→ CONSIGNES DE L'EXERCICE
1) Répondez à ces questions sur le fil de forum :
(a) Quelle fréquence de processeur Brashen vise-t-il pour son MacBook Air 2013 ?
(b) Quelle capacité minimale de SSD FJSonin conseille-t-il ?
(c) Quelle solution Brashen propose-t-il à la place d'un SSD de 256 Go ?
2) Pouvez-vous recopier les lignes du listing, de celle qui contient « Locate the altocumulus » jusqu'à celle qui contient « [0,364,1024,768] », toutes deux comprises, en augmentant de 7 chaque coordonnée des boîtes englobantes ?

→ TEXTE DE LECTURE
————————

# MacBook Air : programmation ?



## Brashen (25 Septembre 2013)

Bonjour à tous !

Cela fait bien longtemps que je n'ai pas posté sur ce forum, mais je suis certain que l'aide que vous m'avez déjà apportée est toujours d'une grande qualité !

Pour mes études, j'aurais besoin d'acheter un ordinateur portable, et j'ai directement orienté mon choix sur le Macbook Air mi-2013, qui me semble, en terme de longévité de batterie, le plus adapté à la vie estudiantine.

Mais voila, mon orientation d'étude me fait douter de ce choix. Un tiers de mes branches sont des branches orientées en informatique. En effet, je vais devoir faire beaucoup de programmation, et je me demande si la puissance du Macbook Air est suffisante. Pour information, je vais devoir coder dans les langages suivants : HTML, XHTML, XML, CSS, XSL, fonctionnement de Javascript et de PHP (conditions, boucles, interaction avec des bases de données, de la conception d'une base de données) et du SQL.

Pour information, je serai intéressé d'acheter un MacBook Air 2013, 13", avec le processeur de 1.3 Ghz et 8Gb de RAM.

Je me demande donc si acheter cette machine est un bon choix !

Un coup de main serait donc le bienvenu !

Merci beaucoup d'avance !

Brashen


----------



## FJSonin (26 Septembre 2013)

Bonjour Brashen,
J'ai fait le choix d'un macbook air 2012 pour mes études en informatique. Pour ton utilisation, c'est parfait, prend surtout bien les 8Go de RAM (essentiels), le proc, celui de base est suffisant et le SSD, je te conseillerai 256Go minimum car 128Go ça part très/trop vite.

Meme si le processeur fait peur à certains, il faut savoir que le SSD (d'autant plus celui de 2013) te fait gagner énormément de temps sur les autres machines, qui pourraient être en i7 ou autre et avec un disque dur classique. Ainsi, il m'arrive toujours de terminer une installation d'OS sur une machine virtuelle en 2 fois moins de temps que les autres malgré mon petit i5 double coeur...

Non vraiment c'est une bonne machine très aboutie.


----------



## Brashen (27 Septembre 2013)

Bonjour,

FJSonin, merci tout d'abord de ta réponse, elle me conforte dans mon idée d'acheter cet ordinateur !
Par contre, penses tu vraiment que j'aurais besoin d'un ssd de 256 go ? Ne penses tu pas qu'un disque dur externe en USB3 pourrait suffire ? Tout en sachant que cette machine sera essentiellement pour un usage bureautique / programmation, et que le coût pour augmenter à 256 Gb est bien supérieur à celui de pencher pour un disque dur externe ?

————————

→ DONNÉES À TRAITER

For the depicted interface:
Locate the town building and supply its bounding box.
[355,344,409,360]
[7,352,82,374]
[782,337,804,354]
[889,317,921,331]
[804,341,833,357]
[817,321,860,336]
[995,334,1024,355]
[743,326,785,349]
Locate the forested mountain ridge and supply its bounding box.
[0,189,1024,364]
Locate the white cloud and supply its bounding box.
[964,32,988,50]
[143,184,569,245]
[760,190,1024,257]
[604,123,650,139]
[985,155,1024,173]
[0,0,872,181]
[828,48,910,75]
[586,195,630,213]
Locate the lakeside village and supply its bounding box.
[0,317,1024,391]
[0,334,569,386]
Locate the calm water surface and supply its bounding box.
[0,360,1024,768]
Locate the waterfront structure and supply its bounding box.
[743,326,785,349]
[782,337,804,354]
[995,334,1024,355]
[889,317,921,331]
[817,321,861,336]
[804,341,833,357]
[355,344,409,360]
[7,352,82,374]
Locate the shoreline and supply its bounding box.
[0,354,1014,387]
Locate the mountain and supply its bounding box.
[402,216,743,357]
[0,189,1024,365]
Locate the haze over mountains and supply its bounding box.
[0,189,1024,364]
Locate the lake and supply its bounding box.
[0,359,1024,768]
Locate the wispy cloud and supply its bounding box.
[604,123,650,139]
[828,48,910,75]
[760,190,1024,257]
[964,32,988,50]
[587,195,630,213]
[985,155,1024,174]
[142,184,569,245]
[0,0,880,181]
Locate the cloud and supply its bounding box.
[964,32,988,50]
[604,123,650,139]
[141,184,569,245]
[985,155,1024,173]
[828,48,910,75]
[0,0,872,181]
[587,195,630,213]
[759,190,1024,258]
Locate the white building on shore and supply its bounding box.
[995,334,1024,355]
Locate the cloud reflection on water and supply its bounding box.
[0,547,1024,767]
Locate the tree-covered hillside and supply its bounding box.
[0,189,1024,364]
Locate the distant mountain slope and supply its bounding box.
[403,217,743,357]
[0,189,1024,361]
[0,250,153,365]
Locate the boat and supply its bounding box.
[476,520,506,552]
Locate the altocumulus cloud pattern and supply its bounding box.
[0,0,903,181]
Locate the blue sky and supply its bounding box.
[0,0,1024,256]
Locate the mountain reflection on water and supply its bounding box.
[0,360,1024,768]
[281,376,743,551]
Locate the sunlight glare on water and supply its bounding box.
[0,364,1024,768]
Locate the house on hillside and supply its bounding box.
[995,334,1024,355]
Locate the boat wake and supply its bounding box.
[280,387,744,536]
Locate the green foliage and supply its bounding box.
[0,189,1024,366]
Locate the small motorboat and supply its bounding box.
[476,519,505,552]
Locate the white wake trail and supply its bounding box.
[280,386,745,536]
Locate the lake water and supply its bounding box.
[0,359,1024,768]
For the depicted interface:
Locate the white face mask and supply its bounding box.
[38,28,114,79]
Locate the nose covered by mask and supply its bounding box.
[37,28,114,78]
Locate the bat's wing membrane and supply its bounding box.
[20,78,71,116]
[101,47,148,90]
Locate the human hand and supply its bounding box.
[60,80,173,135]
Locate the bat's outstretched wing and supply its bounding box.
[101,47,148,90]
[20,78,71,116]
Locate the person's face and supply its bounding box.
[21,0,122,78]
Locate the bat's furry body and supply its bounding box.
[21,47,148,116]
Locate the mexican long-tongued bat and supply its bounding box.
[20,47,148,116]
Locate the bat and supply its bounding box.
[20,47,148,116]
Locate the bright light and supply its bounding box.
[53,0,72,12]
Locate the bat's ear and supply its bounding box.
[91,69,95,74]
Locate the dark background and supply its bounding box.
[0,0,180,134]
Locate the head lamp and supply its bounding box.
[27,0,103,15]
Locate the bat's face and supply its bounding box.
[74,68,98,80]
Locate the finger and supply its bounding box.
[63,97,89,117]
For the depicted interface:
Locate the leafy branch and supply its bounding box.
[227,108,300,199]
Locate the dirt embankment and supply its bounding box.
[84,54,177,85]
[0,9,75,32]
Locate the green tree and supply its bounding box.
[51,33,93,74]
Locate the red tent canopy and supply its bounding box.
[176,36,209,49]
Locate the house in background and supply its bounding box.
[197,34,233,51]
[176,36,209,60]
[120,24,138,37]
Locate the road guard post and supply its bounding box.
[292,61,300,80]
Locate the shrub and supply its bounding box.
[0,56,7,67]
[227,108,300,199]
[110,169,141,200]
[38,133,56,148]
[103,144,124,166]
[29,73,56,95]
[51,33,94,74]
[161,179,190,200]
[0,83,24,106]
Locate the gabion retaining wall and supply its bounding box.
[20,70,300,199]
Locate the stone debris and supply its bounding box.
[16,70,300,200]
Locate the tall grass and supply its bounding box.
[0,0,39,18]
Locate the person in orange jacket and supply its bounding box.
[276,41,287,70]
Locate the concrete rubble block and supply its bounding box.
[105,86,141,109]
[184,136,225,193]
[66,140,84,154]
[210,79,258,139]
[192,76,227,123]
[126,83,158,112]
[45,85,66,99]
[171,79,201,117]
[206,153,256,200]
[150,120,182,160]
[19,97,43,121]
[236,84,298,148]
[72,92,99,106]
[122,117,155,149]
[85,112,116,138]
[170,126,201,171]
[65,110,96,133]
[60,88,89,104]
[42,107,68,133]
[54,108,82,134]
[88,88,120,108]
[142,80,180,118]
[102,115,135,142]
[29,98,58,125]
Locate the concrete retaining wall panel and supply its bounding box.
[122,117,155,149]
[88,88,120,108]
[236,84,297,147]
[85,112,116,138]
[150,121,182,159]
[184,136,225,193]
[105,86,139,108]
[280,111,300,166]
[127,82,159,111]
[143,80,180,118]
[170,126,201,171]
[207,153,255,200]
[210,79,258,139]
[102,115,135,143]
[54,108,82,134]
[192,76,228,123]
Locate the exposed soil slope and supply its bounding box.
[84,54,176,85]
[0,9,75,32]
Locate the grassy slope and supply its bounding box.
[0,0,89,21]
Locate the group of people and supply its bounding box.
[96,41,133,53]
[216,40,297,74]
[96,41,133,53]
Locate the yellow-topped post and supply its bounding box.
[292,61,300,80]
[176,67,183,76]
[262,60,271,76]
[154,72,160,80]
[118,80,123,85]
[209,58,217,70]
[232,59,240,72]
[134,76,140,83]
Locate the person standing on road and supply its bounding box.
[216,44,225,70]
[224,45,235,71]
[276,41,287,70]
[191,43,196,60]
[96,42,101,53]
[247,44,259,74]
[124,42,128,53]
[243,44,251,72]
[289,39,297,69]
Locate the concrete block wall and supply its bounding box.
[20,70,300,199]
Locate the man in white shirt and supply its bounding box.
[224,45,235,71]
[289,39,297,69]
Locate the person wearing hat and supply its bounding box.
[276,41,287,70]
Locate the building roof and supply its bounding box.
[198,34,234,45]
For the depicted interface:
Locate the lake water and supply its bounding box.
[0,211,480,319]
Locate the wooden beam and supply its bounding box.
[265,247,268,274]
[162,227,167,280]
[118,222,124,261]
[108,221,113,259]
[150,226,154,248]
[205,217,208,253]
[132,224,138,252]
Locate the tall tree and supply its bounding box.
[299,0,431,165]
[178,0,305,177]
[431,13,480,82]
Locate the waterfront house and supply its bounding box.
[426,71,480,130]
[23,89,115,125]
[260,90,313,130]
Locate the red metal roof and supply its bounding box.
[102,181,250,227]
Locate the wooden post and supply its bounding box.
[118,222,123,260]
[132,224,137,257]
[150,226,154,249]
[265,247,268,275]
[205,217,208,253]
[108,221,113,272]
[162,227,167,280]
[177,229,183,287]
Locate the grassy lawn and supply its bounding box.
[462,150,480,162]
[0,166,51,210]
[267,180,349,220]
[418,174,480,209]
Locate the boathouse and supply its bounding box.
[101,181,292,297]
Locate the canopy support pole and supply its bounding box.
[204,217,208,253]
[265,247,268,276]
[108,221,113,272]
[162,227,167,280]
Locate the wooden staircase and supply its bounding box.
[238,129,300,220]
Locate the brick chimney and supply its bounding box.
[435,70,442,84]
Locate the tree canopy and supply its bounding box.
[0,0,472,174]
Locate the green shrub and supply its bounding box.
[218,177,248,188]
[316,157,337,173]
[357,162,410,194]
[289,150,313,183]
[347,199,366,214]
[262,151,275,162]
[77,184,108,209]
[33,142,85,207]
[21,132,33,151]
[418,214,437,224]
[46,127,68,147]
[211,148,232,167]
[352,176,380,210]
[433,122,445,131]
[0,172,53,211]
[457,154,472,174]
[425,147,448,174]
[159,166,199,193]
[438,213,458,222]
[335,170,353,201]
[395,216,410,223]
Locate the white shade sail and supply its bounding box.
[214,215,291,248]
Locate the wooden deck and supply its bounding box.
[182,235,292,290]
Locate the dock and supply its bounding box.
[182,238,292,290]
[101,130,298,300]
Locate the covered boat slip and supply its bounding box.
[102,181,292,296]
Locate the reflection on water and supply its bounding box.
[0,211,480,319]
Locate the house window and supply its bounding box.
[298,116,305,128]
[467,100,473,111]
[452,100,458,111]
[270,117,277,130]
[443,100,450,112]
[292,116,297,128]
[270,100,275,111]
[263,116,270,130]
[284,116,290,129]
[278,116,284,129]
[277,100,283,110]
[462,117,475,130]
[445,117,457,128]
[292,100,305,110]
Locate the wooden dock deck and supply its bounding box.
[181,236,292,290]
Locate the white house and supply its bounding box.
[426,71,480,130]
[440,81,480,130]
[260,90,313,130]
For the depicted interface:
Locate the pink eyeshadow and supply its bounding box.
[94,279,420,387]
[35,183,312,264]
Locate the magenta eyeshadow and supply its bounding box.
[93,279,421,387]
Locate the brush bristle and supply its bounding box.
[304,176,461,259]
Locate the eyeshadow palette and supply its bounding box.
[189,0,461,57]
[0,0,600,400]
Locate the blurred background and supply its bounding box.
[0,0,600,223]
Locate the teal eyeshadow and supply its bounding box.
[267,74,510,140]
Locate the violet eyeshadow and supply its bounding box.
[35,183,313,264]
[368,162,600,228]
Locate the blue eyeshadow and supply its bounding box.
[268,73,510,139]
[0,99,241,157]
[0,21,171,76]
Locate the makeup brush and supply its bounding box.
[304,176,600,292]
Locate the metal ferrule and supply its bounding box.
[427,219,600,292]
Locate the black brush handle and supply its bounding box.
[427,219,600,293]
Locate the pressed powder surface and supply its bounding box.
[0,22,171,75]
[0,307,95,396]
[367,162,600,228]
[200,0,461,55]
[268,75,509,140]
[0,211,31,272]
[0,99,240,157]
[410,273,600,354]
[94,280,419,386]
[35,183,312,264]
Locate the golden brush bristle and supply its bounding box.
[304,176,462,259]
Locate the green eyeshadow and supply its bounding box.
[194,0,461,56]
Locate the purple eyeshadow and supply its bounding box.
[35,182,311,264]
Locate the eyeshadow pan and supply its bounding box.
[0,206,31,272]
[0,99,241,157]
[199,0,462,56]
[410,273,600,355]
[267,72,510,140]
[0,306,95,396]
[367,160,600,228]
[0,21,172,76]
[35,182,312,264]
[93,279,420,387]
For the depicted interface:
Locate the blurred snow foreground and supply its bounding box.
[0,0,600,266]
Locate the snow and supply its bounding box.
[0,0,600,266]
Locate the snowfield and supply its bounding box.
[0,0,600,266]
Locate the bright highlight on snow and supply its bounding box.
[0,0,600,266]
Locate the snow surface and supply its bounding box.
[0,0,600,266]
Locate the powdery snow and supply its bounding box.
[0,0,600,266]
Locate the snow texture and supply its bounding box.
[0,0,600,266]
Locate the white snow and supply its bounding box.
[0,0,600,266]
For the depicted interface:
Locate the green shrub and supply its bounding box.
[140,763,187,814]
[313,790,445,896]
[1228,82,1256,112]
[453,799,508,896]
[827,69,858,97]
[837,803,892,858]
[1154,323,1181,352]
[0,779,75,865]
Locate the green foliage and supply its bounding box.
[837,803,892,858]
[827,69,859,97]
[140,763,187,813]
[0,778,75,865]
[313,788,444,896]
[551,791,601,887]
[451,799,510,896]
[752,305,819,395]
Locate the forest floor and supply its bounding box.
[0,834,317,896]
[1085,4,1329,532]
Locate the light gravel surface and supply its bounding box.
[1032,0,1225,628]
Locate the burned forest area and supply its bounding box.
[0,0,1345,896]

————————

→ RÉPONSES DANS L'ORDRE
1)
(a) 1.3 Ghz
(b) 256 Go
(c) Un disque dur externe en USB3

2)
Locate the altocumulus cloud pattern and supply its bounding box.
[7,7,910,188]
Locate the blue sky and supply its bounding box.
[7,7,1031,263]
Locate the mountain reflection on water and supply its bounding box.
[7,367,1031,775]
[288,383,750,558]
Locate the sunlight glare on water and supply its bounding box.
[7,371,1031,775]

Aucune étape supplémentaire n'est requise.